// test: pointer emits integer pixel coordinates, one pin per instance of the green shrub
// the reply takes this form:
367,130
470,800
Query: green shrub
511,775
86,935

====================

§ EXERCISE DIRECTIONS:
Can you quote the entire listing above verbatim, line for line?

§ OUTPUT OF THE EXERCISE:
// test: pointer emits integer pixel coordinates, one pin per instance of the green shrub
// the reply takes this form:
367,130
470,800
Query: green shrub
511,775
86,935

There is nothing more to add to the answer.